__WHAT YOU HAVE TO DO__. Count the lines in the material below that contain the string "tree", treating uppercase and lowercase as different, and reply with only that number.

__SOURCE RECORDS__.

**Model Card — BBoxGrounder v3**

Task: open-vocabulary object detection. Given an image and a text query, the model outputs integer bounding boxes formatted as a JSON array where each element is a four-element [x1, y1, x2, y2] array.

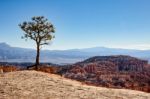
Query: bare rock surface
[[0, 71, 150, 99]]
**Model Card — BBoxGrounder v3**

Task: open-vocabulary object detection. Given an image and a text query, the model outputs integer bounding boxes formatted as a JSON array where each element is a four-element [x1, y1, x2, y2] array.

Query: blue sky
[[0, 0, 150, 50]]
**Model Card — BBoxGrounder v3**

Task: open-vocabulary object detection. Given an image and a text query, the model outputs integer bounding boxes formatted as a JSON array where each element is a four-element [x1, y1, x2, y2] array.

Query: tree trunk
[[35, 44, 40, 70]]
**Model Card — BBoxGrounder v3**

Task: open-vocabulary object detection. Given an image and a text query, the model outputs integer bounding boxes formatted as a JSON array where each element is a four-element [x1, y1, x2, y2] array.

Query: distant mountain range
[[0, 43, 150, 64]]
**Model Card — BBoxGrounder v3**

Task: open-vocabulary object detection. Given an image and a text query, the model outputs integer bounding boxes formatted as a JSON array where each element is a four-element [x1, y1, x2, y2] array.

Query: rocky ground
[[0, 71, 150, 99]]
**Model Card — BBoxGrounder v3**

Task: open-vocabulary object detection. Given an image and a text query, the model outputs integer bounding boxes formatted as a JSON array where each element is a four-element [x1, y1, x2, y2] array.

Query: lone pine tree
[[19, 16, 55, 69]]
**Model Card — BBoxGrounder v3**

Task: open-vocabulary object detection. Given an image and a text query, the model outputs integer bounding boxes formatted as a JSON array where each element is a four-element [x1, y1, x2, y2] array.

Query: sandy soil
[[0, 71, 150, 99]]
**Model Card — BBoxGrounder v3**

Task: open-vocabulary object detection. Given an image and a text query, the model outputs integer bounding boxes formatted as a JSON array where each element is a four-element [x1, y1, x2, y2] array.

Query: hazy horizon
[[0, 0, 150, 50]]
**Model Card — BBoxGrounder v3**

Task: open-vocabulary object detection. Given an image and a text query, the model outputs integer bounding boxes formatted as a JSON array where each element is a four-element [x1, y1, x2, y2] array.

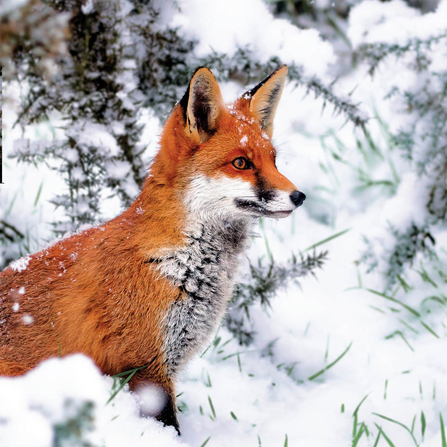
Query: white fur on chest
[[159, 222, 249, 376]]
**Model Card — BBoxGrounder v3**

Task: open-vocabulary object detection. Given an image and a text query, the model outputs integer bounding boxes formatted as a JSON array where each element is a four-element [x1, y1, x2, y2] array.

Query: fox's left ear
[[180, 67, 225, 144], [243, 65, 287, 138]]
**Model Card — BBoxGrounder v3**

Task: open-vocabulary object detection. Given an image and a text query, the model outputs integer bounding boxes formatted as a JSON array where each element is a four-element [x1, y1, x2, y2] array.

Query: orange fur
[[0, 65, 302, 430]]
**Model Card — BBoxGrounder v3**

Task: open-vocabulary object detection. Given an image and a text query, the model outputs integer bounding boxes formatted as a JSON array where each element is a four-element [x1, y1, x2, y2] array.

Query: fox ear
[[243, 65, 287, 138], [180, 67, 225, 144]]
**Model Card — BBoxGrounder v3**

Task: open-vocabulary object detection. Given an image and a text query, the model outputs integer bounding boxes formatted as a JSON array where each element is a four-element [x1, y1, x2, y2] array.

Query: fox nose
[[290, 191, 306, 207]]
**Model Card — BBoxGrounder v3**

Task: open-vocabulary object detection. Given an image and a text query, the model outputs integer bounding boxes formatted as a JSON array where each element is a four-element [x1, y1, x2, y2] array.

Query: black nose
[[290, 191, 306, 206]]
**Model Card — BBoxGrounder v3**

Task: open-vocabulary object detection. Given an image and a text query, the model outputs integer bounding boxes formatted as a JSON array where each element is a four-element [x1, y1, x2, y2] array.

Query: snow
[[0, 354, 185, 447], [0, 0, 447, 447], [10, 255, 31, 272], [170, 0, 334, 77]]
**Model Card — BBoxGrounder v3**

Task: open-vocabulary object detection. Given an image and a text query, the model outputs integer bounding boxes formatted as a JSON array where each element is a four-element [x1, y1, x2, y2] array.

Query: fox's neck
[[124, 177, 253, 256], [131, 177, 253, 376]]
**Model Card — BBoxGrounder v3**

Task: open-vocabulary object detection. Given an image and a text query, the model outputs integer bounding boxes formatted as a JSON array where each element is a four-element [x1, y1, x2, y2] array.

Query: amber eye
[[233, 157, 250, 169]]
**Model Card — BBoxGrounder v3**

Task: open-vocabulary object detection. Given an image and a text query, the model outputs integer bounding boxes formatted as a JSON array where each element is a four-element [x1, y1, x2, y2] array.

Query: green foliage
[[53, 399, 95, 447], [224, 251, 328, 346]]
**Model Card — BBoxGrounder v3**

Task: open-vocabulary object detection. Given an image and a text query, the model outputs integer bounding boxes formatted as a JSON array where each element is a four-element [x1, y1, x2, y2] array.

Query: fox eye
[[232, 157, 250, 170]]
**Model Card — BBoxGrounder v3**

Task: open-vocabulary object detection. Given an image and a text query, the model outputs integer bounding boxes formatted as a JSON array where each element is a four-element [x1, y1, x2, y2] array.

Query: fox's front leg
[[129, 372, 180, 435]]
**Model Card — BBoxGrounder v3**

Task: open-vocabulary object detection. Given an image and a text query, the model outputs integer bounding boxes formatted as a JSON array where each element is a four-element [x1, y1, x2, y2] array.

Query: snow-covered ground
[[0, 0, 447, 447]]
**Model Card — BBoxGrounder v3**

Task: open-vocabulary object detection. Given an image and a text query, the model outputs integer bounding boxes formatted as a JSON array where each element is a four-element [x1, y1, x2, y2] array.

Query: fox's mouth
[[234, 199, 293, 219]]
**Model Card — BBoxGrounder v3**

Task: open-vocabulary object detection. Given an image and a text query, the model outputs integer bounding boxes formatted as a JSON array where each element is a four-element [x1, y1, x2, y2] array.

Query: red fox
[[0, 66, 306, 431]]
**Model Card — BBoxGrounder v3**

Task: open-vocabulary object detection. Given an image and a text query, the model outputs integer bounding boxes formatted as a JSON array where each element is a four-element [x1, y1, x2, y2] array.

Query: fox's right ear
[[180, 67, 225, 144]]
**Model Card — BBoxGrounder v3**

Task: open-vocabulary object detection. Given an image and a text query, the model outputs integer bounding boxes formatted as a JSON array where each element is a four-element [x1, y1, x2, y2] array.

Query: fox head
[[152, 66, 306, 219]]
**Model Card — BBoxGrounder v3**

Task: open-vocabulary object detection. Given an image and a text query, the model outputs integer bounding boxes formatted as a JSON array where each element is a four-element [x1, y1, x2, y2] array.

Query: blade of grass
[[352, 422, 365, 447], [421, 321, 439, 338], [374, 422, 396, 447], [373, 413, 419, 447], [307, 341, 352, 380], [352, 394, 369, 416], [106, 366, 146, 405], [34, 180, 43, 206], [439, 413, 447, 447], [208, 396, 217, 417], [421, 411, 427, 440], [304, 228, 351, 251]]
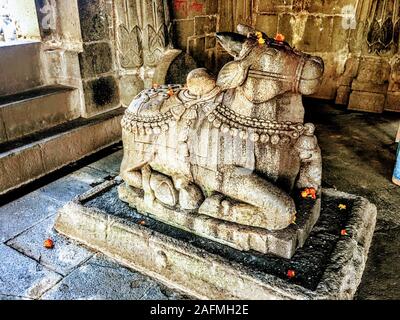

__TASK ANSWER__. 2